*Task instructions*: Below are some entries. Copy each line in them that holds "roof".

Dataset records:
——————

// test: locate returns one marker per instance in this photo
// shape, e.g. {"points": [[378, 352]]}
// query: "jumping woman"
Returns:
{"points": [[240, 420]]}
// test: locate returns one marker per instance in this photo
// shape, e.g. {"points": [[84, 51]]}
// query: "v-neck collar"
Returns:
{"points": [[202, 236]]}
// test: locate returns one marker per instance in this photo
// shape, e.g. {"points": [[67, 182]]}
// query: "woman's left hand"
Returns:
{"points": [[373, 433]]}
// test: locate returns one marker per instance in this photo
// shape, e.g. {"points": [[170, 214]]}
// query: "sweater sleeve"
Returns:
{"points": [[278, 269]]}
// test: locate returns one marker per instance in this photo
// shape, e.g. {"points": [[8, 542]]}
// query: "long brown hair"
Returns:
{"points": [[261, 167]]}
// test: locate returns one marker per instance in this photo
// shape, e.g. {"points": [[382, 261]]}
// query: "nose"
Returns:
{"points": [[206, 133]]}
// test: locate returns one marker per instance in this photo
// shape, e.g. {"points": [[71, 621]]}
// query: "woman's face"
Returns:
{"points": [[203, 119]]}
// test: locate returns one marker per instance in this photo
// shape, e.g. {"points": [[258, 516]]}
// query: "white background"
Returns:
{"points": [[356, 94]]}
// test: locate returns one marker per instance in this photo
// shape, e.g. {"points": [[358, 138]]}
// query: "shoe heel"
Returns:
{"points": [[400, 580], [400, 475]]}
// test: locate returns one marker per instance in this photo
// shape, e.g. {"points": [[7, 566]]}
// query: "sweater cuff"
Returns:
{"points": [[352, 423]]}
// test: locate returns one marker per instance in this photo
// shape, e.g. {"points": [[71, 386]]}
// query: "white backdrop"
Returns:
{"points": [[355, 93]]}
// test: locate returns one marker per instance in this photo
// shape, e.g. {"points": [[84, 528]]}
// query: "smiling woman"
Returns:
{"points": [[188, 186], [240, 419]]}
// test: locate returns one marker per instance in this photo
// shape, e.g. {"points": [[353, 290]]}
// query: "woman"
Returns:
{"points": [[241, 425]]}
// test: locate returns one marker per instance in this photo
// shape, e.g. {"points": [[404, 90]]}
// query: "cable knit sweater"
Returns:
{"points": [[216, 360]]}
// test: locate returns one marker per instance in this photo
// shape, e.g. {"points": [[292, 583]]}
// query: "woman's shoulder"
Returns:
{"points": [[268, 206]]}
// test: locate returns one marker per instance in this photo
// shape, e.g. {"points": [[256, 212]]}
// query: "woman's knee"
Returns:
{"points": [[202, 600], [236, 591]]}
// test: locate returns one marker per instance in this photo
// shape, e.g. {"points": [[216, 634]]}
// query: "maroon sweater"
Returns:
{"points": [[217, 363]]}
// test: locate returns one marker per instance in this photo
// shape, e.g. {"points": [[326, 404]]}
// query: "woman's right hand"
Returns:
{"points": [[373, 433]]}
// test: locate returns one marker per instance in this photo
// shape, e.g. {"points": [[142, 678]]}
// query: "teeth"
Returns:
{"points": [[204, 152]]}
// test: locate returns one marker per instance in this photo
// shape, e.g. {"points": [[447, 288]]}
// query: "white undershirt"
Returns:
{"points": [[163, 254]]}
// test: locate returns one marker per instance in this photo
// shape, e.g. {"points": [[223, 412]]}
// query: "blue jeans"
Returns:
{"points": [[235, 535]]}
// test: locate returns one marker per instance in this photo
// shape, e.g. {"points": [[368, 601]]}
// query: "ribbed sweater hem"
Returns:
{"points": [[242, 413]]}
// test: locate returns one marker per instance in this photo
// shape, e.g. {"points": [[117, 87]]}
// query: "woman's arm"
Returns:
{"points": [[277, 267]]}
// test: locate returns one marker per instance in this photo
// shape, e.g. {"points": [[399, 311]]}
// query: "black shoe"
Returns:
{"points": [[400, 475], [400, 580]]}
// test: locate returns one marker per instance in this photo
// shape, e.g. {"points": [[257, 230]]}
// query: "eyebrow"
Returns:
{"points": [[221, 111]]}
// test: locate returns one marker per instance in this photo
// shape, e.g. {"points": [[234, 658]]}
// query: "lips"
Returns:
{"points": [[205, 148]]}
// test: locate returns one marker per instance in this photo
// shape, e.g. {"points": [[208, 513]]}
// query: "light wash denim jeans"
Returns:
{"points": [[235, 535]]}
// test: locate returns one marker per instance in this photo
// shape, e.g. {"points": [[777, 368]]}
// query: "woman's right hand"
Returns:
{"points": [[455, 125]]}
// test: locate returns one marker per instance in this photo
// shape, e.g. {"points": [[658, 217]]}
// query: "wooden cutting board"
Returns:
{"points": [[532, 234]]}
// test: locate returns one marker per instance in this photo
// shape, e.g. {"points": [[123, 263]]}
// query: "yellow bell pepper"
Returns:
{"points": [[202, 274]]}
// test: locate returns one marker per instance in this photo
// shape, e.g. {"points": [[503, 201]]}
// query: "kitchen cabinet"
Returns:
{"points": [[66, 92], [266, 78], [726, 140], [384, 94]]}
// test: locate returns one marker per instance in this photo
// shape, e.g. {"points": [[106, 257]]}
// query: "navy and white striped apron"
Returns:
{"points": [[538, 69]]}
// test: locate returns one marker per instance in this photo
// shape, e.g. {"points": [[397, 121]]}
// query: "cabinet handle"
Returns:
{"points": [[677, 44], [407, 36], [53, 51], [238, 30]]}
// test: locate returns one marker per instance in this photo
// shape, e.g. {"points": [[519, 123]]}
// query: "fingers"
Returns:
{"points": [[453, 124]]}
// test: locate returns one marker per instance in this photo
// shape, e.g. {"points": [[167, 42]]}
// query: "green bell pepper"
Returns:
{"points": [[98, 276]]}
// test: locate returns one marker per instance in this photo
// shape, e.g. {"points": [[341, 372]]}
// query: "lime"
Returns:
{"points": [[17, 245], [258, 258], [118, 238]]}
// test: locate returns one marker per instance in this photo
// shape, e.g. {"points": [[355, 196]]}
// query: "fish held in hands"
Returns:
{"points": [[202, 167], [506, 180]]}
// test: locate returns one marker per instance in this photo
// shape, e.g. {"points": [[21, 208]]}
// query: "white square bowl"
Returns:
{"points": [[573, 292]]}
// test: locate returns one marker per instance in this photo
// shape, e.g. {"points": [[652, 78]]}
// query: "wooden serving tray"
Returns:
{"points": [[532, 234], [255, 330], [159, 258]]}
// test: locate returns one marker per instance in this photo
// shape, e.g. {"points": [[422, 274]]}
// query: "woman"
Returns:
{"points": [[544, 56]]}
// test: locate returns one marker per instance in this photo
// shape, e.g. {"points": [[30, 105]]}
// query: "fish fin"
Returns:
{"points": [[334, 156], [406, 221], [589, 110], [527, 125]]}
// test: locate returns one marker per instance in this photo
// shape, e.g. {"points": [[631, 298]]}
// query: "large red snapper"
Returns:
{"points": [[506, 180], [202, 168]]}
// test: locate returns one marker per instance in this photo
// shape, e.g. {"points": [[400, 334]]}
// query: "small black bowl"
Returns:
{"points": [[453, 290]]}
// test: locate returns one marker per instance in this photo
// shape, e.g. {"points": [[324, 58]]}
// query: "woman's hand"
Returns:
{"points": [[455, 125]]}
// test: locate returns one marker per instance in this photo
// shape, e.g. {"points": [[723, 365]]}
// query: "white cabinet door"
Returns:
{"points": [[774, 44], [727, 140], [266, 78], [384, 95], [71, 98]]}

——————

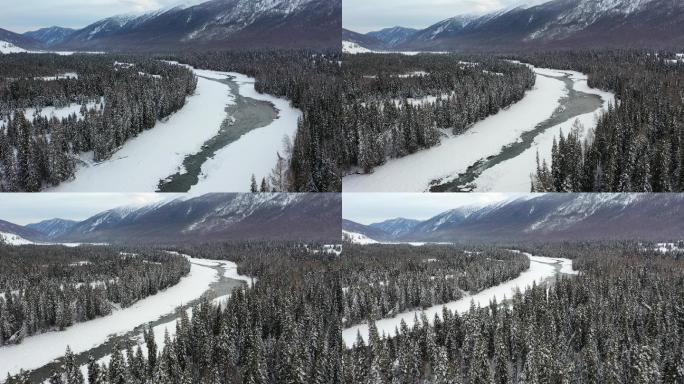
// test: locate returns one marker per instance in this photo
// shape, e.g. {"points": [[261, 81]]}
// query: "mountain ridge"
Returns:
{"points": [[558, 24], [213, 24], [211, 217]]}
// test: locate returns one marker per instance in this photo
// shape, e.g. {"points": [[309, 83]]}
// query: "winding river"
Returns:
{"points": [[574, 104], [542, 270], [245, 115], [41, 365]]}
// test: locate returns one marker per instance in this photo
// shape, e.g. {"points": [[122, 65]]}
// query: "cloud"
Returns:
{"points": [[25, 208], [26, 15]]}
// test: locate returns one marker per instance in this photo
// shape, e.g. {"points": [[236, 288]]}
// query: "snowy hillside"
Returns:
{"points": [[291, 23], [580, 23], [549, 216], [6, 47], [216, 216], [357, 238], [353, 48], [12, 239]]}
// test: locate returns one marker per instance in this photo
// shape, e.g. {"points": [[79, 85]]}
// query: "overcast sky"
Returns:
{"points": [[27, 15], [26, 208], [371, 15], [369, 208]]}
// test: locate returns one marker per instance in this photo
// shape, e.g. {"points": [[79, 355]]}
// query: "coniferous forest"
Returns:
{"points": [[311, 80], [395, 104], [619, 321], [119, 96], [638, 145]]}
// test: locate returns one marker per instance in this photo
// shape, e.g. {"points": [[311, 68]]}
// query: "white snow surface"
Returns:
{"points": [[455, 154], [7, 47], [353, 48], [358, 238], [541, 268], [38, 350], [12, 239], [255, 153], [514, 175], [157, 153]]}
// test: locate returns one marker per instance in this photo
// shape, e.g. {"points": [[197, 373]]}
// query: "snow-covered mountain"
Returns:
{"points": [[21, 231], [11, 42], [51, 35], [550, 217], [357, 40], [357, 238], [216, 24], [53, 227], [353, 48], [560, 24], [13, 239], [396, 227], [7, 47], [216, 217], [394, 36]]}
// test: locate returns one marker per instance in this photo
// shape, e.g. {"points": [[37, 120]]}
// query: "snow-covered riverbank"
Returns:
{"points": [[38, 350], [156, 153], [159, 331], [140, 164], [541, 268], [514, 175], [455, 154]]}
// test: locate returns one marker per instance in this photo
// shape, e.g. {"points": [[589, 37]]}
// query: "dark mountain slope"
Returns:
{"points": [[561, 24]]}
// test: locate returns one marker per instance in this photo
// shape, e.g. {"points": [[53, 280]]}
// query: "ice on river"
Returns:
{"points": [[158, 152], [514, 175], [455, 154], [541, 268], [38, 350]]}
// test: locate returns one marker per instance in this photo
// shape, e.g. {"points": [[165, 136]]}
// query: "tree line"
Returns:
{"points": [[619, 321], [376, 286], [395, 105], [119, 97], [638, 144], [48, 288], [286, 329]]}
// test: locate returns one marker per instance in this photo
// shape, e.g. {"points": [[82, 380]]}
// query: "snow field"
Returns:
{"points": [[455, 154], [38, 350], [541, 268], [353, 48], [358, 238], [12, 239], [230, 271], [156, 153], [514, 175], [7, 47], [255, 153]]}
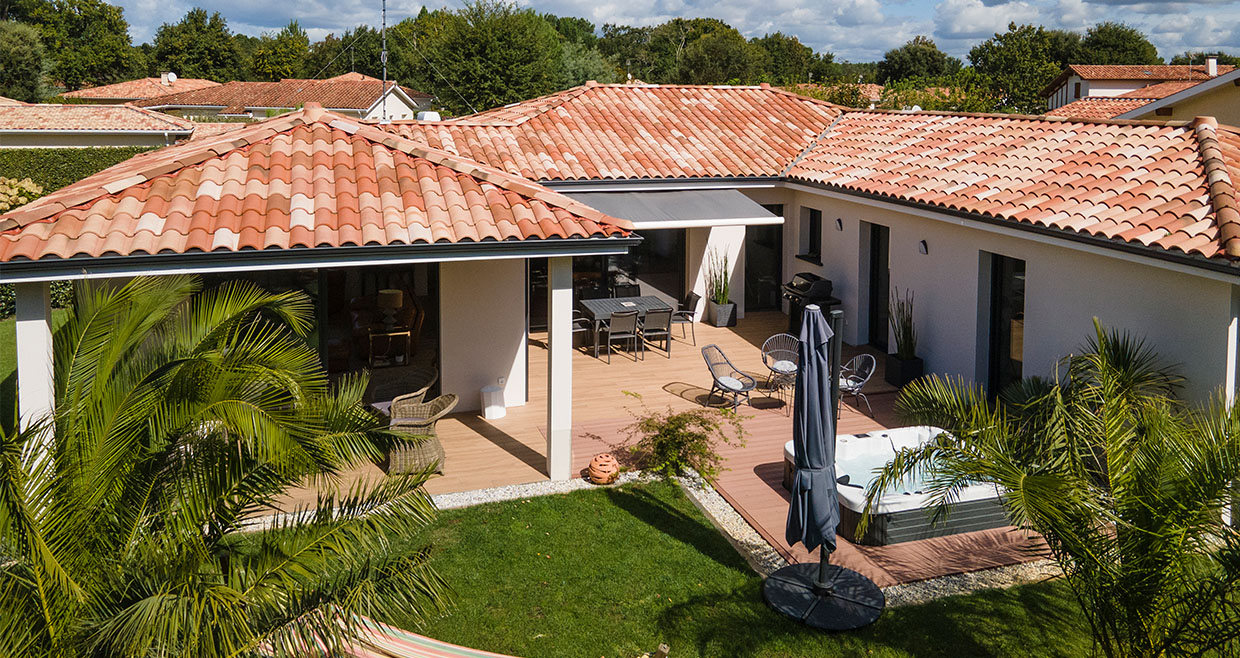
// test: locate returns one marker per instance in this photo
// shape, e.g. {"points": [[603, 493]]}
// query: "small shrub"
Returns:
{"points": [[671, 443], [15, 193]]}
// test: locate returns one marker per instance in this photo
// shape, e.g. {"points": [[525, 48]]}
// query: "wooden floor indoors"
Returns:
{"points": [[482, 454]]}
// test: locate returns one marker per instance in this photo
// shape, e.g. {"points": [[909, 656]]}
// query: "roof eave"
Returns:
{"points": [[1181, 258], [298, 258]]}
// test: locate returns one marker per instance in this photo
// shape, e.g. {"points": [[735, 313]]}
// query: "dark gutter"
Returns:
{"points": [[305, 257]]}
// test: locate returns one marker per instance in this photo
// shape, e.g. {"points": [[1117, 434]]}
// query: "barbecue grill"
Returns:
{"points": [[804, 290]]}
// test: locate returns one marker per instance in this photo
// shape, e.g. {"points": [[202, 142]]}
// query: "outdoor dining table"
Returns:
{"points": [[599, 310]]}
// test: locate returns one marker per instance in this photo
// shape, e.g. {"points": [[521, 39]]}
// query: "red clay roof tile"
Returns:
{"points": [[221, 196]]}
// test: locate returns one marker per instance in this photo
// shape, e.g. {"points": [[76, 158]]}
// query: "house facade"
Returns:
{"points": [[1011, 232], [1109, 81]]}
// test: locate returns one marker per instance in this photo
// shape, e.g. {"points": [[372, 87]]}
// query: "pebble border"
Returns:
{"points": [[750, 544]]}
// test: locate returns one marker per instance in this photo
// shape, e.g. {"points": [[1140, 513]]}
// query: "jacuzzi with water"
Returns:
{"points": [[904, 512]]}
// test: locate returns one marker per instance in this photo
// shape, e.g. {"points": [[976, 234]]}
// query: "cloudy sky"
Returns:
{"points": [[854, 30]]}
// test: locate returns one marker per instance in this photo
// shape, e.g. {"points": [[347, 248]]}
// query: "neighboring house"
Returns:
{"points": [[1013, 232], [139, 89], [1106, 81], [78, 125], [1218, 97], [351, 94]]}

——————

*Reply*:
// query: "roof eave"
// query: "red clay roof tile"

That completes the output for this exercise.